What is required
State how many lines in the items below contain the string "hand", matching case exactly. Reply with the number alone.

Input material
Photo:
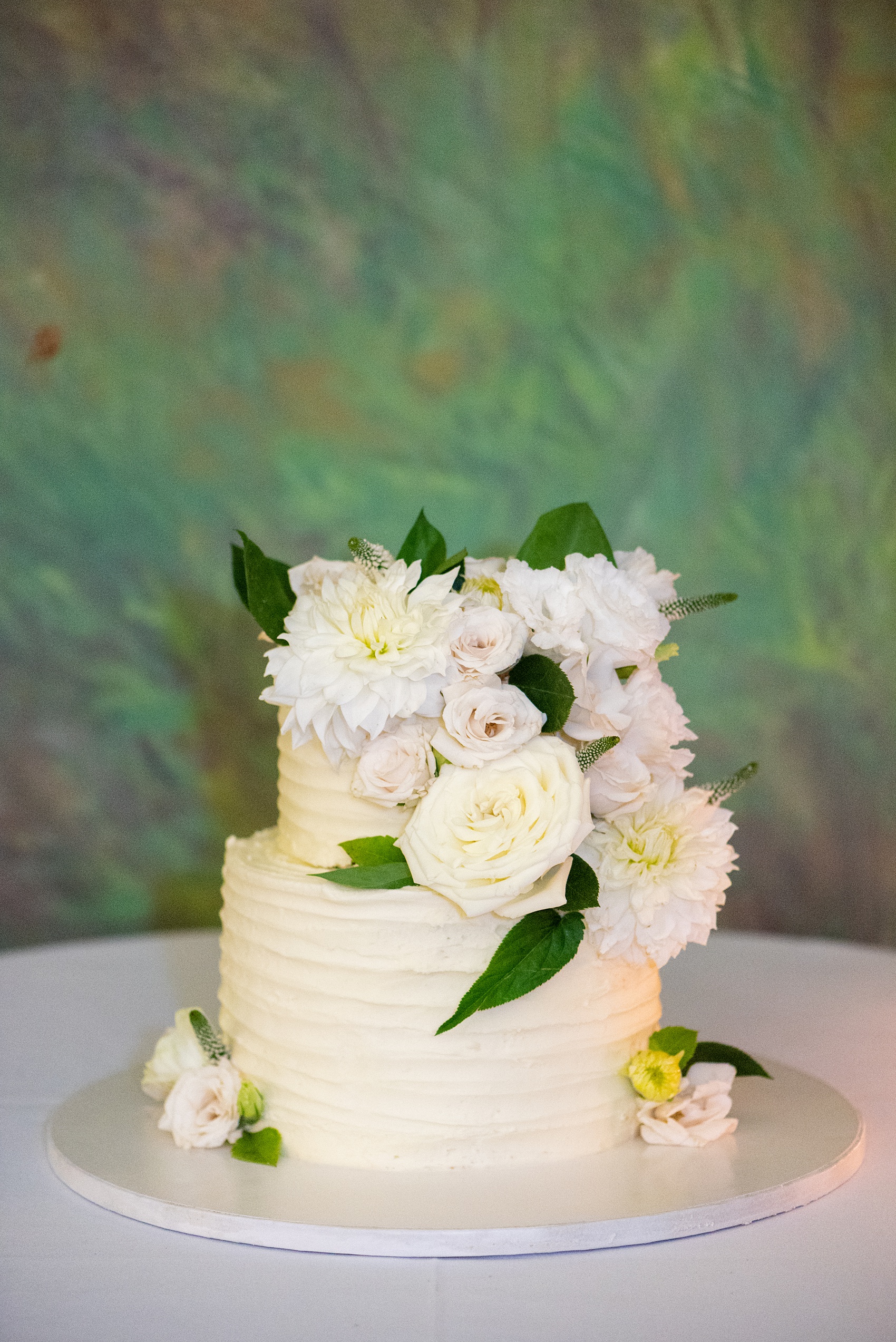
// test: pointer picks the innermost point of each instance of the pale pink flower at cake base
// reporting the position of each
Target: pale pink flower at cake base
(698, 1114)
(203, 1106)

==

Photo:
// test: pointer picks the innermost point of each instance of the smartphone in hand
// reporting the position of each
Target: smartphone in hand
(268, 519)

Solution
2